→ TASK:
Could you copy out every entry below word for word, leaving the pictures out?

→ DATASET RECORDS:
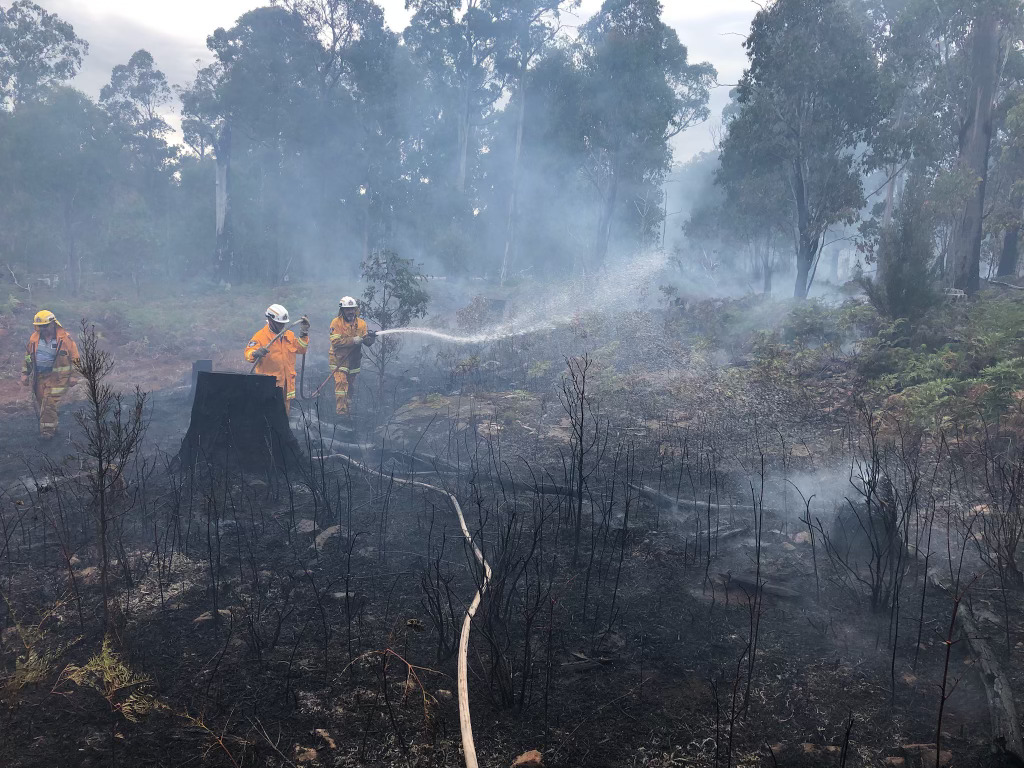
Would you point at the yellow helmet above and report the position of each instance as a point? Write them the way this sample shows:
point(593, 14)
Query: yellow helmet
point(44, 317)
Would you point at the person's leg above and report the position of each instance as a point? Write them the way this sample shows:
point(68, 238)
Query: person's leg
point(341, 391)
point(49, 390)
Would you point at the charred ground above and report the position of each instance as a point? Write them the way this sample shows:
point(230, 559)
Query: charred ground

→ RESULT FOR THIS EXERCISE:
Would you point at the yellow helmet above and report the position of each instance as a point? Write them the way this sample shows:
point(593, 14)
Query: yellow helmet
point(44, 317)
Would you point at the person's leg above and report the position of each instance as a point? Write them the way this sample shows:
point(68, 238)
Query: person's leg
point(341, 391)
point(49, 390)
Would you point at the charred ground above and report the position of each instance as a point? Write them the way this sample shows:
point(230, 559)
Query: charred ground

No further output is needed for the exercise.